# What to work on
- A) Reproduce the passage of the album review of Growing Carrots In A Concrete Floor that starts at "Review: Ayelet Lerman" and ends at "squeeze before it.".
- B) Write the next part of the album review of Growing Carrots In A Concrete Floor, beginning after its final sentence.

# Document extract
------------------------
Review: Ayelet Lerman + Wade Matthews + Carmel Raz - Growing Carrots In A Concrete Floor
The trio begin by taking that agonising shriek of train brakes – a horrific tangle of high-pitched tones forced forth from clamped metal – and reels it out for eight minutes. Neither friction nor motion give way, and the instruments (violin, viola, synthesis/field recordings) become locked in a miserable state of pre-collapse; grunting and moaning through a laboured death prelude, postponing the moment of release to wallow in the screams of dissonant indecision. Much of Growing Carrots In A Concrete Floor concentrates on this conflict of forces, lingering painfully before the moment of concept to satisfy a perverse fascination with the agonising birth squeeze before it.
------------------------
# Data records
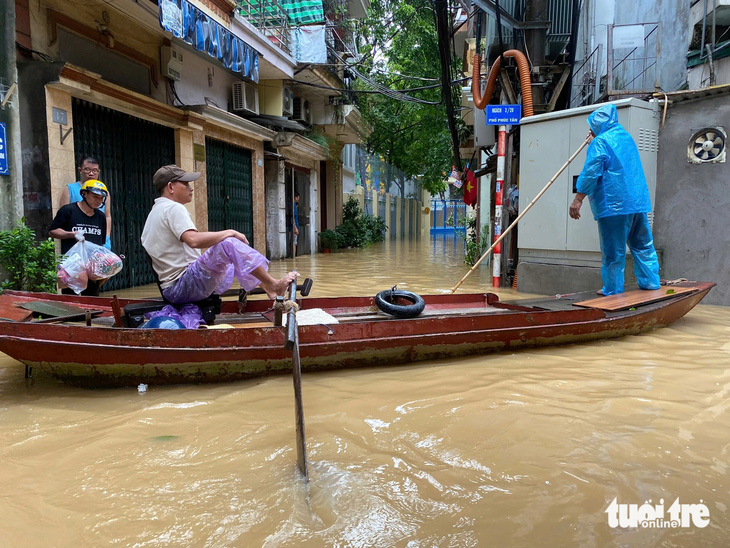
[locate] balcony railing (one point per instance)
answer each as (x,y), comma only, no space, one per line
(269,18)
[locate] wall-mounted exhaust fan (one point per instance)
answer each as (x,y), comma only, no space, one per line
(707,146)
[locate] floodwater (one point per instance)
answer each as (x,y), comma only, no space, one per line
(517,449)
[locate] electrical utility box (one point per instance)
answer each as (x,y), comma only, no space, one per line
(558,254)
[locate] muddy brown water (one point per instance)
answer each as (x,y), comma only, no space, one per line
(516,449)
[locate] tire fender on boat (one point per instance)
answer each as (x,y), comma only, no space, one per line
(390,302)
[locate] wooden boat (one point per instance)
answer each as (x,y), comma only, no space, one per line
(357,334)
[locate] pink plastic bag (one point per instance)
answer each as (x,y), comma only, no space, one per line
(87,261)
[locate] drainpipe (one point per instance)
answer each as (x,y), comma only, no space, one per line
(11,184)
(704,27)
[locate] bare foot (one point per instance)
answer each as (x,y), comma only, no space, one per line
(281,286)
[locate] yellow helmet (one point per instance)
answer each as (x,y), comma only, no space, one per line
(97,187)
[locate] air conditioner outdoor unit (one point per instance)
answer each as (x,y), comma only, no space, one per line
(287,101)
(245,98)
(301,111)
(170,62)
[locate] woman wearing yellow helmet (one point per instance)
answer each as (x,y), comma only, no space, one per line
(89,168)
(82,217)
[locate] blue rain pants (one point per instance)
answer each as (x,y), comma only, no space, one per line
(615,232)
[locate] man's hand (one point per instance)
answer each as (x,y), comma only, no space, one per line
(575,208)
(239,236)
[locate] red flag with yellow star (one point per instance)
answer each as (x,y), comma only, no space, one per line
(471,189)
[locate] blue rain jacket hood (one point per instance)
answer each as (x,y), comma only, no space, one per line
(612,176)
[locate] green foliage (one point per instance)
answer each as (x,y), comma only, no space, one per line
(30,265)
(475,247)
(351,210)
(330,239)
(399,38)
(357,229)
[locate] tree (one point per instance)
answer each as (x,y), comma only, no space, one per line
(400,51)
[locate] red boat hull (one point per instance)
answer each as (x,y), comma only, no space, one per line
(109,356)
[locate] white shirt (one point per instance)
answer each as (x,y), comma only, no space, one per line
(165,224)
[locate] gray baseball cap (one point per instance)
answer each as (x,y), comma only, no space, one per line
(167,174)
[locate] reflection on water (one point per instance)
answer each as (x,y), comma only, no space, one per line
(522,449)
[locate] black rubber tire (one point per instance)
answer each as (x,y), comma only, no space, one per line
(387,301)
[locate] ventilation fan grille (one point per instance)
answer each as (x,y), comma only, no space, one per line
(707,146)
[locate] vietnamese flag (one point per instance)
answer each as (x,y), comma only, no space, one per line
(471,189)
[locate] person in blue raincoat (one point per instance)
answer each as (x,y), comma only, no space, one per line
(613,180)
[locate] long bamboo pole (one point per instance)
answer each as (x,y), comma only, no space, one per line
(524,211)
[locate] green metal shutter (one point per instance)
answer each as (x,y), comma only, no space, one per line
(130,150)
(230,187)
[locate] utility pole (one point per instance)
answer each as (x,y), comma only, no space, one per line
(11,180)
(442,31)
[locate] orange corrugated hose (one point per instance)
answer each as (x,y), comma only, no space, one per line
(524,68)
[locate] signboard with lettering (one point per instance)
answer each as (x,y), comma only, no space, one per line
(503,115)
(3,151)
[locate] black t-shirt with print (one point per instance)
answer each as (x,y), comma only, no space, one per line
(70,217)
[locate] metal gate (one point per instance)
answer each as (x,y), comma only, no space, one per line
(230,200)
(129,150)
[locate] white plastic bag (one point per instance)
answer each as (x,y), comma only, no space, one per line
(87,261)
------------------------
# Replies
- A)
Review: Ayelet Lerman + Wade Matthews + Carmel Raz - Growing Carrots In A Concrete Floor
The trio begin by taking that agonising shriek of train brakes – a horrific tangle of high-pitched tones forced forth from clamped metal – and reels it out for eight minutes. Neither friction nor motion give way, and the instruments (violin, viola, synthesis/field recordings) become locked in a miserable state of pre-collapse; grunting and moaning through a laboured death prelude, postponing the moment of release to wallow in the screams of dissonant indecision. Much of Growing Carrots In A Concrete Floor concentrates on this conflict of forces, lingering painfully before the moment of concept to satisfy a perverse fascination with the agonising birth squeeze before it.

- B)
Track three pimples with stiff pizzicato, bow creaks and all kinds of wooden thumps and strange watery claps. It’s increasingly restless, and sometimes sounds like a small chick scraping and pounding its way out of an eggshell; intermittent and assertive plucks start to become replaced by a more frantic and impulsive writhing and screaming, like panic spreading virus-like through a state of calm and composed deliberation. Meanwhile, track six slurs and whistles through broken violin/viola voices and invasive human whispers, tailing off on a rustling locked vinyl groove that aptly captures the record’s inescapable abrasion. As the title suggests, the album explores persistence in the face of illogical process, driving ever further into the wrong under the sickening delusion of being absolutely right, thus vibrating in a limbo of ceaseless opposition.